[START Exercise material]
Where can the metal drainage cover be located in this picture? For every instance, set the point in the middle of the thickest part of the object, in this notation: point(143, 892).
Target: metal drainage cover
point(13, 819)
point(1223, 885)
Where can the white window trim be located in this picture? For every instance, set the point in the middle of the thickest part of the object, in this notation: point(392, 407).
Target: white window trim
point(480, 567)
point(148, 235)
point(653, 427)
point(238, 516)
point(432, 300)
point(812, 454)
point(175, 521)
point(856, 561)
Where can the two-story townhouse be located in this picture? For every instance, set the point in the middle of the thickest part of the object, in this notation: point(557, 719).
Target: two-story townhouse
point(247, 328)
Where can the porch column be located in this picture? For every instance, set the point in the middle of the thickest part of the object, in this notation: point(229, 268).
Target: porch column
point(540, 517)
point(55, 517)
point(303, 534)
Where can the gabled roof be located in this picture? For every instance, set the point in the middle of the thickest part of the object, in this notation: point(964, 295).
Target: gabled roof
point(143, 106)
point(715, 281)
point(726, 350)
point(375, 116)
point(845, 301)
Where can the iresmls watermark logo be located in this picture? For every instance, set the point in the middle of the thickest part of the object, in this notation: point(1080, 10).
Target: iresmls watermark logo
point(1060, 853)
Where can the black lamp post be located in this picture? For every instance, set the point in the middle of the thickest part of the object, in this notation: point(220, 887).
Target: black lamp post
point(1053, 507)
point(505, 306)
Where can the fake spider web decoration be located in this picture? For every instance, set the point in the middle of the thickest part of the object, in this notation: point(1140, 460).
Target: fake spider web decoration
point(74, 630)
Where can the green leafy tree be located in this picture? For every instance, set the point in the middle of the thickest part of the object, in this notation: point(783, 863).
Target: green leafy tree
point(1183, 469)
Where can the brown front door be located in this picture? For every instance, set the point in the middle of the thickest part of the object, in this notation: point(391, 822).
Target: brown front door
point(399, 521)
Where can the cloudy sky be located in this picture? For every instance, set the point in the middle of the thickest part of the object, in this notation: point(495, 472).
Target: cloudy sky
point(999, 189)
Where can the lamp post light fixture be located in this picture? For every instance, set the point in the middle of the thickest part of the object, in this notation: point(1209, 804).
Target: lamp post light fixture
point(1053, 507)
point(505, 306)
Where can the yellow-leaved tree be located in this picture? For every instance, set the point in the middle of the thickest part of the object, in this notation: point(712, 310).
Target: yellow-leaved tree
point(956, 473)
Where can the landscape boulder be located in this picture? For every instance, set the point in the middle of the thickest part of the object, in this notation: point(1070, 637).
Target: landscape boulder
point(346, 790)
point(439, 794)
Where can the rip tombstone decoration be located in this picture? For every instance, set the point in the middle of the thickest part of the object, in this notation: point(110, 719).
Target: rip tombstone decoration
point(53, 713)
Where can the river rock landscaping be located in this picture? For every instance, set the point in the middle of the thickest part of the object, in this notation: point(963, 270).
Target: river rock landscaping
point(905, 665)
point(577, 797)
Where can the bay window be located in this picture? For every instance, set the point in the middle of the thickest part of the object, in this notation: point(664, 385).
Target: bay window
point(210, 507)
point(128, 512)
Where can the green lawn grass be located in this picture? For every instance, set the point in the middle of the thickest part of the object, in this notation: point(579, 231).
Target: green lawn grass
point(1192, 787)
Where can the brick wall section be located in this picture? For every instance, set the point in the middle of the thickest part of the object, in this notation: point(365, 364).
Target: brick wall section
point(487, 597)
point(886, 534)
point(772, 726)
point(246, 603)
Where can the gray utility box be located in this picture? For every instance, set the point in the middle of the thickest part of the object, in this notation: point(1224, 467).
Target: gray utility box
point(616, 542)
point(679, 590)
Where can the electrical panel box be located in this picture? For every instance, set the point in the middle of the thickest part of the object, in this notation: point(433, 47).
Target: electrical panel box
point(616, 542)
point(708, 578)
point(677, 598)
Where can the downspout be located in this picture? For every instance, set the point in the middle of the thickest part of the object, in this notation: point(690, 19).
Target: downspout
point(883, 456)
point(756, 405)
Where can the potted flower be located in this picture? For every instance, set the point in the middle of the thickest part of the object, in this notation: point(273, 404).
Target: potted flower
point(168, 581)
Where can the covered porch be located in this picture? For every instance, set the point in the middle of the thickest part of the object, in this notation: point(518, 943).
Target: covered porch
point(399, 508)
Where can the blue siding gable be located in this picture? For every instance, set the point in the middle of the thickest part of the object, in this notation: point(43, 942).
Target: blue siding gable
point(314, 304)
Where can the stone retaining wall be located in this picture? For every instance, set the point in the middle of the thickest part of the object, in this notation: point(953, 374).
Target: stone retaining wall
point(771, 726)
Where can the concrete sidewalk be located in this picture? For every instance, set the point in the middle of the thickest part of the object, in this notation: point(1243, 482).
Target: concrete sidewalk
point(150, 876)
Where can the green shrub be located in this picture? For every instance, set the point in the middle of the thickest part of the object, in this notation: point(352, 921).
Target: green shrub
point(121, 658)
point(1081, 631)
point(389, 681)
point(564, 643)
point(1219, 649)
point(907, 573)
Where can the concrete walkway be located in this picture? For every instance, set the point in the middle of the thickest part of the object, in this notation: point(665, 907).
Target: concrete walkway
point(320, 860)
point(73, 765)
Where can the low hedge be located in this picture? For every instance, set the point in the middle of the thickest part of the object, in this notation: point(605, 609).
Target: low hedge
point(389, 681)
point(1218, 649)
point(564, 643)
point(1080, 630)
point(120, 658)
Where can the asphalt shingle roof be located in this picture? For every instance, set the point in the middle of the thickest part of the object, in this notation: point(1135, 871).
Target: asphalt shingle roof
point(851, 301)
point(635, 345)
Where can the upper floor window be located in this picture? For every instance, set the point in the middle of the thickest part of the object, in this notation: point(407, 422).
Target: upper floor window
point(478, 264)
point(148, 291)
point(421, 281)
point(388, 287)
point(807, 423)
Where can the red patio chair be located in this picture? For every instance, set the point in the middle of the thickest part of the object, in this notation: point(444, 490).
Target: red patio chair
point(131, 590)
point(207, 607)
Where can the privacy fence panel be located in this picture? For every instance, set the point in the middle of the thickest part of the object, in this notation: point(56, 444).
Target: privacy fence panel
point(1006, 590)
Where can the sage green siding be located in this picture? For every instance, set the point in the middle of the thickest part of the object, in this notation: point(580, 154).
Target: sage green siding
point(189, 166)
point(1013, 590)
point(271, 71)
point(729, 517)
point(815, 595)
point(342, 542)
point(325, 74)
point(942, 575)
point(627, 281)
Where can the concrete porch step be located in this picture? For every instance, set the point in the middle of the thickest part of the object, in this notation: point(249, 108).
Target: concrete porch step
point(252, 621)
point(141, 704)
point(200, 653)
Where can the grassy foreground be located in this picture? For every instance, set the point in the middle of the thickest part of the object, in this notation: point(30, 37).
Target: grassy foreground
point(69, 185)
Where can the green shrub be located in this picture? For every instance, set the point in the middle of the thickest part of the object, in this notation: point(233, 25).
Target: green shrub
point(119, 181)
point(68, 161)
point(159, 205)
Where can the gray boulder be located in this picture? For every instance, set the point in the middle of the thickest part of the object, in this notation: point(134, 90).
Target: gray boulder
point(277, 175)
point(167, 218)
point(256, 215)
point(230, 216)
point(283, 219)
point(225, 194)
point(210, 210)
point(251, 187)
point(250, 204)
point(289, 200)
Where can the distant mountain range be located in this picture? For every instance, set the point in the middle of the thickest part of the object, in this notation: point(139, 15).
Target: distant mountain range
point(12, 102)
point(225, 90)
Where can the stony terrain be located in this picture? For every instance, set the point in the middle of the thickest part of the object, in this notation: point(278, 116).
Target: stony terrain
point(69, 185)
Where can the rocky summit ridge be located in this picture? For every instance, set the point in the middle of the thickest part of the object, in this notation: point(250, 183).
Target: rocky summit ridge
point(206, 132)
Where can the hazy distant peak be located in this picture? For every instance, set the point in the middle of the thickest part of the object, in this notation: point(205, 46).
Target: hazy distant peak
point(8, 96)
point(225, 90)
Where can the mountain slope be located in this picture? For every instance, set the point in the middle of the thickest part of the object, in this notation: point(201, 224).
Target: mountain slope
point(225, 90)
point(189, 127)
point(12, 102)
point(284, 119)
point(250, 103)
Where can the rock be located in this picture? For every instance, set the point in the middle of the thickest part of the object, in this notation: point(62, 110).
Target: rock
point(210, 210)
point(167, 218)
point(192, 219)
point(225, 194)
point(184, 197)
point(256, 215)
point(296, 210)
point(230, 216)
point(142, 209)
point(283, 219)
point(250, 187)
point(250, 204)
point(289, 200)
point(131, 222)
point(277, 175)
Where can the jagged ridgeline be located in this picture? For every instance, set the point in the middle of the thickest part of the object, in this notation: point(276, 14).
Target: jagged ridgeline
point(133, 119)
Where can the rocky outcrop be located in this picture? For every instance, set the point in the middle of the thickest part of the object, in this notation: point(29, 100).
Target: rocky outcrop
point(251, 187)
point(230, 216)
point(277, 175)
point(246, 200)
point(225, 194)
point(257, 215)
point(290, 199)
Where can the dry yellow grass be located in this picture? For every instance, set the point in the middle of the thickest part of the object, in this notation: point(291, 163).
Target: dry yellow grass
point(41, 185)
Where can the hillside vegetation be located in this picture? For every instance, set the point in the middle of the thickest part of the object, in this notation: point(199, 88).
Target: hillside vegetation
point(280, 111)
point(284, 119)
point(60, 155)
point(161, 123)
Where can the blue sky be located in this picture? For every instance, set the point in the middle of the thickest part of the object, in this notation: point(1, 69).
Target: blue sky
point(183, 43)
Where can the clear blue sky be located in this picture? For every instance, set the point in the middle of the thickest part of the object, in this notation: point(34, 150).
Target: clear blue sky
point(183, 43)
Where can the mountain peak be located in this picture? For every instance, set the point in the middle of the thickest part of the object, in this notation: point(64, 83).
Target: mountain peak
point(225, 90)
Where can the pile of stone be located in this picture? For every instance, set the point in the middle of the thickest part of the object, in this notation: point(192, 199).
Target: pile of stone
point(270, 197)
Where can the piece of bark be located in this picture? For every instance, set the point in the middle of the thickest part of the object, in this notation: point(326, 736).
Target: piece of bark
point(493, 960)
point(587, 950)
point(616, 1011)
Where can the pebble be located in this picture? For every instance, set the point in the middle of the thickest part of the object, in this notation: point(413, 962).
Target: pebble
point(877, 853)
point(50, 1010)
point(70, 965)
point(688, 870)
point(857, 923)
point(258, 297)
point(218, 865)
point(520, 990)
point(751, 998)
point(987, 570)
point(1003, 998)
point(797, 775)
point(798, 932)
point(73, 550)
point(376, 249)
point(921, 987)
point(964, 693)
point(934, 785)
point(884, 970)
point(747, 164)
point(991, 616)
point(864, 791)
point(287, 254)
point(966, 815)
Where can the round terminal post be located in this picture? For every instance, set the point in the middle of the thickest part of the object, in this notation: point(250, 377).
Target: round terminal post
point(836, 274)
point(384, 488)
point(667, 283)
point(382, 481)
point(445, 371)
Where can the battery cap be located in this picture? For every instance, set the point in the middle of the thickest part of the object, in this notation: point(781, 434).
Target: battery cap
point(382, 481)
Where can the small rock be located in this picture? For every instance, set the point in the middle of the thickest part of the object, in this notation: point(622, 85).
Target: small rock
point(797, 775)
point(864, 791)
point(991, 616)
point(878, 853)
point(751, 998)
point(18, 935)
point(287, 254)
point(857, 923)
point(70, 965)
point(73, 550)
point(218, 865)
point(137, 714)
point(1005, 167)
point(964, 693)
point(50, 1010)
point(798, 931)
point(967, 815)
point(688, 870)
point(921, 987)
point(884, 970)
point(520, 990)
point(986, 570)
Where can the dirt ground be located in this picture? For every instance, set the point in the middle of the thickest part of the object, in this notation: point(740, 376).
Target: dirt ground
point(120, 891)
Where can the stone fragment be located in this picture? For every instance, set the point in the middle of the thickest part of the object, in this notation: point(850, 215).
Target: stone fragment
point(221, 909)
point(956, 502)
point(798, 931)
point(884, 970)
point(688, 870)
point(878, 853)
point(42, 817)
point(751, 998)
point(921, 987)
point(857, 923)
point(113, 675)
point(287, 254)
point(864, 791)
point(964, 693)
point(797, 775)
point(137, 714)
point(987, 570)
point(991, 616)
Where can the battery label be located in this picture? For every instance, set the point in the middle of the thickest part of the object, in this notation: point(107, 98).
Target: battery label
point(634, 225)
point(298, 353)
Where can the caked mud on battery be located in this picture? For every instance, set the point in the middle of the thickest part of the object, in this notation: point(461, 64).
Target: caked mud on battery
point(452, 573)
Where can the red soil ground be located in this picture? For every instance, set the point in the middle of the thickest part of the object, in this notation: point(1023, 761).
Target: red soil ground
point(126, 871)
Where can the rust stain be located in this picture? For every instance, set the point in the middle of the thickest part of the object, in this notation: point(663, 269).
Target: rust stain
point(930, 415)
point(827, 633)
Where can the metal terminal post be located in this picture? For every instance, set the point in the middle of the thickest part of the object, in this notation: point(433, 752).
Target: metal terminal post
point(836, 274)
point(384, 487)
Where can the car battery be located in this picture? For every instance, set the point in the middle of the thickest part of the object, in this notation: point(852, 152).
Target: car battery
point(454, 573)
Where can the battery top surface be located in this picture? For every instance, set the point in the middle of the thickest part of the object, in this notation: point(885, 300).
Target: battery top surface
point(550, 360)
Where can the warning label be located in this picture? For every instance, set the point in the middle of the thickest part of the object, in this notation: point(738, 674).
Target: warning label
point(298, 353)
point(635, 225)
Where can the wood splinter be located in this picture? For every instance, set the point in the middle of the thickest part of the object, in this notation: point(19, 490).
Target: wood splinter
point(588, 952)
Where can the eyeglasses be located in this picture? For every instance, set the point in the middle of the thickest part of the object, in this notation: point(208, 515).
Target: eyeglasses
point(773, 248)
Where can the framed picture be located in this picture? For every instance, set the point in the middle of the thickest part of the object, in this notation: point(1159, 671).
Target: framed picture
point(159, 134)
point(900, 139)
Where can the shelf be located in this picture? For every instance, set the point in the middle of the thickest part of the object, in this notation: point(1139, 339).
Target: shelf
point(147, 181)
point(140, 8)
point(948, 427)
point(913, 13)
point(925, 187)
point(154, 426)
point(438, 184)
[END Exercise material]
■ Stated goal:
Please repeat, word for word, the part of the records above that opens with the line containing "Where can the stone retaining" and closes with the line containing "point(150, 876)", including both of those lines.

■ Final result:
Where can the stone retaining wall be located in this picture? For every instance, set the point in the middle of the thickest part of the object, in this notation: point(953, 374).
Target: stone retaining wall
point(771, 726)
Where can the concrete sidewalk be located in this picture? For every instance, set the point in the middle of the thickest part of the object, in this notation: point(1243, 482).
Target: concrete sidewalk
point(150, 876)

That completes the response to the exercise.